Stored data
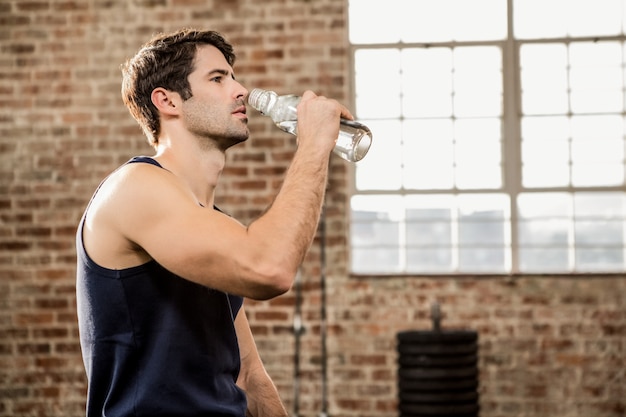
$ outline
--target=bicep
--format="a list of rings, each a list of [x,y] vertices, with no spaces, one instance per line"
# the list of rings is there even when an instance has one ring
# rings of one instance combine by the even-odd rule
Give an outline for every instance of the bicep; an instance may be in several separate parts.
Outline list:
[[[243,225],[201,207],[167,171],[136,169],[119,189],[115,221],[125,239],[176,275],[246,295],[243,269],[255,254]]]

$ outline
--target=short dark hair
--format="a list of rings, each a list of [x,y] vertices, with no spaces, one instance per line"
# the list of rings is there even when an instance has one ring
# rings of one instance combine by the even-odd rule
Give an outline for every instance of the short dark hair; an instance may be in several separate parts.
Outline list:
[[[213,45],[235,63],[233,47],[212,30],[182,29],[158,34],[122,65],[122,99],[137,120],[148,142],[156,146],[160,134],[159,113],[152,104],[152,91],[162,87],[187,100],[192,96],[188,76],[194,70],[198,46]]]

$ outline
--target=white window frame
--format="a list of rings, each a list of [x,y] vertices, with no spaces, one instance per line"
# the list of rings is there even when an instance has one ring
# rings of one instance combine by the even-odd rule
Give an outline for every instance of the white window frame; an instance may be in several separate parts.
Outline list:
[[[436,1],[436,0],[433,0]],[[477,42],[437,42],[437,43],[381,43],[381,44],[352,44],[349,42],[349,56],[350,56],[350,68],[351,74],[351,98],[352,107],[355,108],[355,53],[359,49],[377,49],[377,48],[428,48],[428,47],[458,47],[458,46],[497,46],[502,50],[502,76],[503,76],[503,109],[502,109],[502,161],[503,161],[503,186],[499,189],[472,189],[472,190],[457,190],[447,189],[440,191],[420,191],[420,190],[358,190],[356,188],[355,171],[353,167],[350,170],[350,195],[413,195],[413,194],[470,194],[470,193],[504,193],[510,196],[510,238],[511,238],[511,265],[510,271],[504,273],[505,275],[616,275],[619,272],[520,272],[519,268],[519,243],[518,243],[518,209],[517,209],[517,197],[521,193],[547,193],[547,192],[625,192],[624,186],[606,186],[606,187],[542,187],[542,188],[527,188],[522,185],[522,138],[521,138],[521,121],[522,121],[522,104],[521,104],[521,77],[520,77],[520,49],[523,44],[532,43],[565,43],[570,42],[598,42],[598,41],[619,41],[626,44],[626,35],[620,36],[598,36],[598,37],[566,37],[566,38],[548,38],[548,39],[515,39],[514,27],[513,27],[513,0],[507,0],[507,37],[503,40],[496,41],[477,41]],[[350,22],[348,23],[350,24]],[[625,30],[626,31],[626,30]],[[626,74],[626,69],[624,70]],[[626,76],[626,75],[625,75]],[[626,84],[626,83],[625,83]],[[625,94],[626,96],[626,94]],[[626,108],[626,106],[625,106]],[[626,117],[626,110],[622,112],[622,116]],[[358,114],[357,114],[358,117]],[[376,140],[376,132],[374,134],[374,141]],[[351,213],[350,205],[348,204],[348,212]],[[349,222],[350,223],[350,222]],[[350,238],[348,242],[351,248]],[[401,247],[402,249],[402,247]],[[349,251],[351,254],[351,250]],[[626,256],[626,254],[625,254]],[[351,263],[348,263],[348,268],[351,269]],[[355,273],[350,271],[352,275],[381,275],[379,273]],[[389,275],[491,275],[481,272],[445,272],[445,273],[390,273]],[[387,275],[387,274],[383,274]],[[503,275],[503,273],[494,273],[494,275]]]

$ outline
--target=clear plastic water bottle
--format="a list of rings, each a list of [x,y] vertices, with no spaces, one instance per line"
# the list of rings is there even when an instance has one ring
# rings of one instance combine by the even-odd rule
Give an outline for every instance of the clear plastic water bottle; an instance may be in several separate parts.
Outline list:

-- EXERCISE DETAILS --
Your copy should hold every entry exactly as written, but none of the pictures.

-- ANSWER TO THIS TASK --
$ outline
--target=bicep
--format="a list of rings, each a list of [x,y] vertices, with no spaces, one instance per line"
# the list of rings is there even when an instance has one ring
# rings of one instance combine by the even-odd rule
Give an outline for every instance of the bicep; an instance may be in several separate parts.
Outline list:
[[[243,225],[201,207],[167,171],[136,169],[119,189],[115,221],[125,239],[176,275],[246,295],[243,269],[255,254]]]

$ outline
--target=short dark hair
--format="a list of rings, each a list of [x,y] vertices, with no spaces, one instance per line"
# the list of rings is there even when an instance has one ring
# rings of one instance combine by the even-odd rule
Give an outline for every instance of the short dark hair; an instance may be in several separate parts.
Outline list:
[[[213,45],[235,63],[233,47],[212,30],[182,29],[158,34],[122,65],[122,99],[137,120],[148,142],[156,146],[160,134],[159,113],[152,104],[152,91],[162,87],[187,100],[192,96],[188,76],[194,70],[198,46]]]

$ outline
--target=white window frame
--format="a list of rings, each a list of [x,y] vertices, with no spaces, one instance per line"
# the list of rings is there even when an instance has one ring
# rings of one instance combine by the even-odd rule
Give an outline for every instance of the white window frame; an instance may be in several separate parts.
Outline list:
[[[436,1],[436,0],[433,0]],[[477,42],[437,42],[437,43],[381,43],[381,44],[352,44],[349,42],[349,56],[350,56],[350,68],[351,74],[351,98],[352,107],[355,108],[355,53],[359,49],[377,49],[377,48],[428,48],[428,47],[458,47],[458,46],[497,46],[502,50],[502,76],[503,76],[503,109],[502,109],[502,161],[503,161],[503,186],[499,189],[472,189],[472,190],[457,190],[447,189],[440,191],[420,191],[420,190],[358,190],[356,188],[355,171],[353,167],[350,170],[350,195],[413,195],[413,194],[470,194],[470,193],[504,193],[510,196],[510,238],[511,238],[511,265],[510,271],[504,273],[505,275],[616,275],[619,272],[520,272],[519,268],[519,243],[518,243],[518,209],[517,209],[517,197],[521,193],[547,193],[547,192],[625,192],[624,186],[606,186],[606,187],[542,187],[542,188],[527,188],[522,185],[522,138],[521,138],[521,121],[522,121],[522,104],[521,104],[521,77],[520,77],[520,49],[523,44],[532,43],[565,43],[570,42],[598,42],[598,41],[619,41],[626,44],[626,35],[620,36],[598,36],[598,37],[566,37],[566,38],[548,38],[548,39],[515,39],[514,27],[513,27],[513,0],[507,0],[507,37],[503,40],[496,41],[477,41]],[[350,22],[348,23],[350,24]],[[625,30],[626,31],[626,30]],[[626,74],[626,69],[624,70]],[[626,76],[626,75],[625,75]],[[626,84],[626,83],[625,83]],[[625,94],[626,96],[626,94]],[[626,108],[626,106],[625,106]],[[626,117],[626,110],[622,112],[622,116]],[[358,114],[357,114],[358,117]],[[376,140],[376,132],[374,134],[374,141]],[[351,213],[350,205],[348,204],[348,212]],[[349,222],[350,223],[350,222]],[[350,238],[348,242],[351,248]],[[401,247],[402,249],[402,247]],[[349,251],[351,254],[351,250]],[[626,256],[626,254],[625,254]],[[351,263],[348,263],[348,268],[351,269]],[[355,273],[350,271],[352,275],[381,275],[379,273]],[[389,275],[491,275],[481,272],[445,272],[445,273],[390,273]],[[387,275],[387,274],[383,274]],[[503,275],[503,273],[494,273],[494,275]]]

$ outline
--target=clear plastic water bottle
--format="a list of rings, each a list of [x,y] vertices, with no spaces, one instance per line"
# the list of rings is there even when an instance has one ring
# rings of one instance combine by the even-odd rule
Give an outline for every instance of the clear plastic water bottle; an instance may be in several separate parts.
Outline list:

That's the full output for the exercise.